┌─ Records supplied

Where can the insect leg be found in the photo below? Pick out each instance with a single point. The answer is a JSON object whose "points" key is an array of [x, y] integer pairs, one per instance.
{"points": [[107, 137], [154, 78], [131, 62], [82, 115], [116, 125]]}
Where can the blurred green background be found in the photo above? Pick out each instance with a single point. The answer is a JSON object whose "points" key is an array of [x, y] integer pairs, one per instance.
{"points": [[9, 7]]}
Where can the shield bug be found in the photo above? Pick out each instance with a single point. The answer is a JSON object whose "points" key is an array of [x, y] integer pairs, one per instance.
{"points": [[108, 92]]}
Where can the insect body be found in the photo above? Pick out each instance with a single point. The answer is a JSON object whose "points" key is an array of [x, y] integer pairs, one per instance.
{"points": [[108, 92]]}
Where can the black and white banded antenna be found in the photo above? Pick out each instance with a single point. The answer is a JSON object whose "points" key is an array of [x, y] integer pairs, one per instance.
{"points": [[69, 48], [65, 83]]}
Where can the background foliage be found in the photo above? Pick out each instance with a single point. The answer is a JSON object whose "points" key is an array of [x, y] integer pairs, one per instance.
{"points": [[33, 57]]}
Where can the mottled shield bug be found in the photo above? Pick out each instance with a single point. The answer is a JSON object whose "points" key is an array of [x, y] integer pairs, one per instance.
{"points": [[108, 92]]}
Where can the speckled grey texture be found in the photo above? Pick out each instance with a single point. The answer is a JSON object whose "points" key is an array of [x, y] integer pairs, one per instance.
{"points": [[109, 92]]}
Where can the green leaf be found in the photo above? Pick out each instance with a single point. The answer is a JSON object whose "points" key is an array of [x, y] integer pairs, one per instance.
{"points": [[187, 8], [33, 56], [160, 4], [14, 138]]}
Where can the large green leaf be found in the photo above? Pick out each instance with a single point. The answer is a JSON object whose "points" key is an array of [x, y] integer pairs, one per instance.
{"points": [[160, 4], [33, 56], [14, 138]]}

└─

Task details: A verbatim copy of all the entries is the expected result.

Solution to the exercise:
Where can the insect leg be found in the photo below? Pick out each instance with a single point. The answer is a JSON object whose "points" key is an array of [x, y] integer pairs, one per instance.
{"points": [[107, 137], [154, 78], [131, 62], [82, 115], [116, 125]]}
Where can the blurred green background be found in the photo above? Pick out each instance with a single point. The answer is a JSON object whose "points" key is an array of [x, y] integer pairs, one per instance.
{"points": [[9, 7]]}
Where can the shield bug be found in the photo above? Pick out each instance with a single point. The answer is a JSON object whose "points" key is an array of [x, y] integer pairs, one per instance.
{"points": [[108, 92]]}
Where can the insect body be found in the photo above? Pick out each instance with a single point. The answer is a JSON object whose "points" key is an array of [x, y] integer pairs, one per instance.
{"points": [[108, 92]]}
Where can the black and white banded antenna be found in the photo above? Pick out each instance with a single point. The answer is a JSON object whose "points" key is an array of [x, y] integer pairs, one per instance.
{"points": [[69, 48], [65, 83]]}
Where can the background foliage be found in the photo above? Pick out each instance with a single point. The answer is a JSON object whose "points" key is an array of [x, y] integer pairs, one per instance.
{"points": [[33, 57]]}
Where can the mottled shield bug be found in the photo above? Pick out each instance with a single point. The answer is a JSON object whose "points" key is an array of [x, y] integer pairs, one per instance.
{"points": [[108, 92]]}
Where can the speckled grey texture be found in the photo above? Pick out each instance with a single point. The answer is a JSON object whose "points" key is an array of [x, y] integer pairs, one per instance.
{"points": [[109, 92]]}
Where can the green leaf be found in the photo above? Pick out each instance with a single point. The answer is a JSON object whose "points" key is an array of [x, y] integer pairs, one per instance.
{"points": [[187, 8], [33, 56], [160, 4], [14, 138]]}
Where can the large green leaf be found in the photo above? Pick out each instance with a single point. The answer is a JSON object whose "points" key is an array of [x, y] integer pairs, one per instance.
{"points": [[160, 4], [33, 56], [14, 138]]}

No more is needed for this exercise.